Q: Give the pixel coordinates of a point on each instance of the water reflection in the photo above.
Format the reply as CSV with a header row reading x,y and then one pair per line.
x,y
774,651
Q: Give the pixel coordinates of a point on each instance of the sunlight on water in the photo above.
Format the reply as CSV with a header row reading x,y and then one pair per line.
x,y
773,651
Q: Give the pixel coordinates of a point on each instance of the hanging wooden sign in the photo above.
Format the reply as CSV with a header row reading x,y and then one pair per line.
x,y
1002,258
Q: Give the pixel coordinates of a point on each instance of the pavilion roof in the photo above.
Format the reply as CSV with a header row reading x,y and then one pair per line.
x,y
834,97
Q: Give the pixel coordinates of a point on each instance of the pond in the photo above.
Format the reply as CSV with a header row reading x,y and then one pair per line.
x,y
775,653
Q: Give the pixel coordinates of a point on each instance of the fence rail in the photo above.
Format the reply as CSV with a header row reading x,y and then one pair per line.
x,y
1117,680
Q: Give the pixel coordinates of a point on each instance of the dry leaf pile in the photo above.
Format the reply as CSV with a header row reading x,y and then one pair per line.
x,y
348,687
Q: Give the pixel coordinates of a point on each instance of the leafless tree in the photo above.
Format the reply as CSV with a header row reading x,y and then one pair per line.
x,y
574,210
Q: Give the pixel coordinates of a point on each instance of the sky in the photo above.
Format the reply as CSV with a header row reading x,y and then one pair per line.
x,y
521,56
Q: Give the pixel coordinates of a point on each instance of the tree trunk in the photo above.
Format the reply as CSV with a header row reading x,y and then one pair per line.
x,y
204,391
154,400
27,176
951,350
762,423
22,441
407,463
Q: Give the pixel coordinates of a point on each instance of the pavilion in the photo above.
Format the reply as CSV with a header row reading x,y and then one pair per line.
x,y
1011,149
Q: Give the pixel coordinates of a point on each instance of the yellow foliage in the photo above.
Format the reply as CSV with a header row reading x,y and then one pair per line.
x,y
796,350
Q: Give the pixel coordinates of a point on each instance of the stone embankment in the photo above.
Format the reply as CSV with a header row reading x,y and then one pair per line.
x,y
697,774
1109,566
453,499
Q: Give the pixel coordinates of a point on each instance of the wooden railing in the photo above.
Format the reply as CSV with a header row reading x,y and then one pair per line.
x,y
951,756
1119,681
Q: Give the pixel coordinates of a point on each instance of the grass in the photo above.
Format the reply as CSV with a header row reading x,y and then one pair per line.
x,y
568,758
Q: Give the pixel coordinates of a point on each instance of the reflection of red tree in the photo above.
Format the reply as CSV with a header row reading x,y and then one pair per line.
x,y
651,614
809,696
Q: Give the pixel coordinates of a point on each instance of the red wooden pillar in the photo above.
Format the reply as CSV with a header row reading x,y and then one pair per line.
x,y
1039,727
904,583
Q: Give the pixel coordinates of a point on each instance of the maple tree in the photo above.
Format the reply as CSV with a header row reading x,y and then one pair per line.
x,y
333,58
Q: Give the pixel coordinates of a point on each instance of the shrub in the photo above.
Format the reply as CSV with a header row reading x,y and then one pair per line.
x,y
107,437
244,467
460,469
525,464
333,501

**Task prompt:** Find the string "pavilion" in the material above. Then copy each line that has it.

**Response box:**
Q: Give the pixel coordinates of a point on each instance of the pavilion roof in the photo above.
Q: Give the pixel coordinates of a point on each instance of the pavilion in the photo above.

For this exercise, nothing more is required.